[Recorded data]
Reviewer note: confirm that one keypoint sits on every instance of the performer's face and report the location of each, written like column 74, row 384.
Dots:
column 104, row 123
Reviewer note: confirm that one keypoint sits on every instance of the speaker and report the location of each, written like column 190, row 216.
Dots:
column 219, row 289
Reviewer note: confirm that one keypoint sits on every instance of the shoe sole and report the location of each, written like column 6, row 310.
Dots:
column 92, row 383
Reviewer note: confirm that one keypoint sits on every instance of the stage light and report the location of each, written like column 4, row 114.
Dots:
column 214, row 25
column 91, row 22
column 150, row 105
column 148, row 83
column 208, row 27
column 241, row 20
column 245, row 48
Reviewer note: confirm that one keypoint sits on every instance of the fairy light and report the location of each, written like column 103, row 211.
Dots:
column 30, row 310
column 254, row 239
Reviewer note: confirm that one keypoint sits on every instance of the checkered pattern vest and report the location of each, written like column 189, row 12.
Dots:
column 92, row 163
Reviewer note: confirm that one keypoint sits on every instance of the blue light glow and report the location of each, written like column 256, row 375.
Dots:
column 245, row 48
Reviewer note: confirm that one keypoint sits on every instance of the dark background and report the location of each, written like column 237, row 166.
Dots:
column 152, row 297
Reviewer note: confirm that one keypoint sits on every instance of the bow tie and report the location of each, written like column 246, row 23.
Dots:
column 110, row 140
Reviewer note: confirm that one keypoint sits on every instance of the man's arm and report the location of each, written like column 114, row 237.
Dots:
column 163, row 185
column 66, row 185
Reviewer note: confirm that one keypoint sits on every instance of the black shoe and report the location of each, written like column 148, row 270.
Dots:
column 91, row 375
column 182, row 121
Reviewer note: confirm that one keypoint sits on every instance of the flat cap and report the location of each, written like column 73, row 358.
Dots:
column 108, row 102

--

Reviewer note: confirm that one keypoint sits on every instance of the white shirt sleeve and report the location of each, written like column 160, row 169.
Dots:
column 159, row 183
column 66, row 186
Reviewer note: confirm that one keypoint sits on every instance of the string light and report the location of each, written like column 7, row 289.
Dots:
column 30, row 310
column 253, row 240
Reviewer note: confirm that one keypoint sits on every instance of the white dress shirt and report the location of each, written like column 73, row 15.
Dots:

* * *

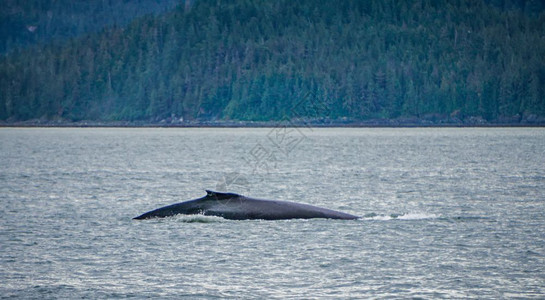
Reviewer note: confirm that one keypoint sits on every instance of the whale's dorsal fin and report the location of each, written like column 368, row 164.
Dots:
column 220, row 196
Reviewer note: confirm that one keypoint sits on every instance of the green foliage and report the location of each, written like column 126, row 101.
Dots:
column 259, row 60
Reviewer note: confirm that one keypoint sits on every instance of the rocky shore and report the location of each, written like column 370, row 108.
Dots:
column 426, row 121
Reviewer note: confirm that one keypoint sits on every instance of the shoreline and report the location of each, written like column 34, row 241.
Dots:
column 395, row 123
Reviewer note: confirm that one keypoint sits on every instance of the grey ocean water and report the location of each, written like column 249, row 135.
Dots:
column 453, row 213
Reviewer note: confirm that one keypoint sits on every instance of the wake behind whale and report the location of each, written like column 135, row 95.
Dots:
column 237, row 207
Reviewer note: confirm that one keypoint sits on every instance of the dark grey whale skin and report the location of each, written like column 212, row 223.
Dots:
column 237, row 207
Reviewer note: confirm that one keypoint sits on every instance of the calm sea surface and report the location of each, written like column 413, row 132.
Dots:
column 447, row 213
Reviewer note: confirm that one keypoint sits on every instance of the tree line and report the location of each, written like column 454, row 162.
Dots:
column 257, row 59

What is asked =
Output the lines of the entries above, from the one containing "246, row 23." through the one containing "column 108, row 102", as a Markdown table with the columns Row and Line. Number each line in Row and leave out any blank lines.

Exercise response =
| Row | Line |
|---|---|
| 1 | Reviewer note: confirm that one keypoint sits on every instance of the bow tie and report the location of each, written like column 246, row 23. |
| 2 | Dots: |
| 3 | column 110, row 140 |
| 4 | Reviewer note: confirm that one keypoint sits on every instance of the man's arm and report the location of each, written like column 114, row 237. |
| 5 | Dots: |
| 6 | column 163, row 185 |
| 7 | column 66, row 185 |
| 8 | Reviewer note: confirm that one keypoint sits on every instance of the black shoe and report the location of each, written like column 148, row 270. |
| 9 | Dots: |
| 10 | column 91, row 375 |
| 11 | column 182, row 121 |
| 12 | Reviewer note: confirm that one keypoint sits on every instance of the flat cap and report the location of each, written like column 73, row 358. |
| 13 | Dots: |
| 14 | column 108, row 102 |